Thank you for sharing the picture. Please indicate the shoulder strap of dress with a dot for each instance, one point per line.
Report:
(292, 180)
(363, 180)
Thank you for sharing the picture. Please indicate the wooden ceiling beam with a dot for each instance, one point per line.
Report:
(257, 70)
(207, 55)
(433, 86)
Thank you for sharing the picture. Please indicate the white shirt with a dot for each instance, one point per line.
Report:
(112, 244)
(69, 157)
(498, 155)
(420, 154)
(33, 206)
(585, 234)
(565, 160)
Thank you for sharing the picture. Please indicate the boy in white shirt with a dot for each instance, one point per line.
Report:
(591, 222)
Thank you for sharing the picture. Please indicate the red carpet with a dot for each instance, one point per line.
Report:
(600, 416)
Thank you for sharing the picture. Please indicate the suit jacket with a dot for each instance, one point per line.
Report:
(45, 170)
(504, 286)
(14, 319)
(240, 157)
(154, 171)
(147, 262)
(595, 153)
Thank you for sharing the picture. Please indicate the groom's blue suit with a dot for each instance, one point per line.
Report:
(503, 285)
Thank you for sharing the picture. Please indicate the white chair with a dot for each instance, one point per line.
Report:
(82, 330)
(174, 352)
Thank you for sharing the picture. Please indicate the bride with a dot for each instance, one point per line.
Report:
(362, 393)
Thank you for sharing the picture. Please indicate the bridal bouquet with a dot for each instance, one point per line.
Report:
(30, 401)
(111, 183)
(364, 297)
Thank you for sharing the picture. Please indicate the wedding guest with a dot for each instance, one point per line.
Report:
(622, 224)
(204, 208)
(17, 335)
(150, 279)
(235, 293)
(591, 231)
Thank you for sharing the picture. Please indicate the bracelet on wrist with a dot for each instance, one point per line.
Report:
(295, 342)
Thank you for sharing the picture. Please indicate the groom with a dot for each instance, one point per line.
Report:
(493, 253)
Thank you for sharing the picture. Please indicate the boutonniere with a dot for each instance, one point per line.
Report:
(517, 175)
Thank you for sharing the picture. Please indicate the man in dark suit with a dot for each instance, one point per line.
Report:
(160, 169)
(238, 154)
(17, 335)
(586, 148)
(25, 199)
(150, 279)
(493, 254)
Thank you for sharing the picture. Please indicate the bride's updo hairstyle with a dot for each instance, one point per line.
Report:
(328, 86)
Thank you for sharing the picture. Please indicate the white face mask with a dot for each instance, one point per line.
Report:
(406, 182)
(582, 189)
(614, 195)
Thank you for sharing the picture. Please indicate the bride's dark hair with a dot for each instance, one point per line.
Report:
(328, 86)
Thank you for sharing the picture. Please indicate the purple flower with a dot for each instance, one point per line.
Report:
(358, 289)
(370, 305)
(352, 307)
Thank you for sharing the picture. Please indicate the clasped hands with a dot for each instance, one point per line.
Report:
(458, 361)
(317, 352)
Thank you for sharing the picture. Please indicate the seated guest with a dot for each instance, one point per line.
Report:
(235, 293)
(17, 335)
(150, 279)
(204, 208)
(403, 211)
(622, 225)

# TASK DETAILS
Update the material above by replacing every "Report" with "Locations", leaving all other text unchanged.

# EXERCISE RESULT
Thank you for sharing the picture. Please indicate the shoulder strap of dress with a dot for each instance, one point per line.
Locations:
(292, 180)
(363, 180)
Thank you for sharing the picture. Please indicate the wooden ceiling beam with a dot for each instance, one point per line.
Locations:
(257, 70)
(207, 55)
(433, 86)
Thank you for sharing the picture. Please indicate the white shirt with a dot for each instance, one point per line.
Locations:
(112, 244)
(69, 157)
(498, 155)
(420, 154)
(33, 206)
(585, 234)
(565, 160)
Thank you for sharing the picture. Please indicate the boy in white shirt with a dot for each instance, one point per line.
Locations:
(591, 222)
Thank you for sharing the picture. Please indicate the red carpet with a dot for each instance, one point per line.
Locations:
(600, 416)
Thank you for sharing the picture. Please indicate the suit jacket with a dot for each instance, one point per line.
Locations:
(45, 170)
(504, 286)
(14, 319)
(240, 157)
(154, 171)
(147, 262)
(595, 153)
Thank you for sharing the picture. Please indicate the groom's blue suit with a dot for each instance, one point per line.
Locations:
(503, 285)
Thank you for sharing the picture. Please indicate the white chair with a dot for each instance, one point per line.
Locations:
(82, 330)
(174, 352)
Thank you for sharing the picture. Please indicate the bride with a dot for each instance, one point per line.
Locations:
(362, 393)
Thank you for sharing the picture. Please indicate the bridal bouquet with a dot for each instance, one point per line.
Locations:
(30, 401)
(111, 183)
(364, 297)
Thank you for sharing the picture. Please indicate the wedding guest with a dot for each instance, one point per line.
Locations:
(622, 224)
(204, 208)
(17, 335)
(150, 279)
(235, 293)
(591, 231)
Thank you for sharing the picture. Please indicate the bracelet on wrist with a dot for each instance, one point per line.
Locations:
(295, 342)
Thank you for sharing the picture. Please indicate the groom with a dot for each instance, one point per line.
Locations:
(493, 253)
Thank you for sharing the picture. Please indicate the boutonniere with a dot for each instance, one point per line.
Locations:
(517, 175)
Thank you for sharing the picture. Please indicate the man in dark suit with a dot for each instance, one point per line.
Locations:
(160, 169)
(238, 154)
(17, 335)
(586, 148)
(25, 199)
(150, 279)
(493, 254)
Thank you for sharing the picture. Please indicate the bride's updo hairstyle with a dot for each instance, one point per line.
Locations:
(328, 86)
Thank you for sharing the picture. Please indicate the white face mask with a dot for each instance, one point per line.
Locations:
(406, 182)
(582, 189)
(614, 195)
Thank you for sharing the picture. Please indicate the bride's dark hair with a dot for each instance, one point per line.
Locations:
(328, 86)
Thank you for sharing the picture. Please indicate the purple flower with a dot for each instance, one point per line.
Locations:
(358, 289)
(370, 305)
(352, 307)
Thank you for sharing the picture. Please indicate the clasped hands with a dot for each instance, one point per line.
Locations:
(458, 361)
(317, 352)
Thank you for sharing the picture. Please indicate the seated guest with a dot for each instance, one point per line.
Locations:
(235, 293)
(17, 335)
(150, 279)
(204, 208)
(403, 211)
(622, 225)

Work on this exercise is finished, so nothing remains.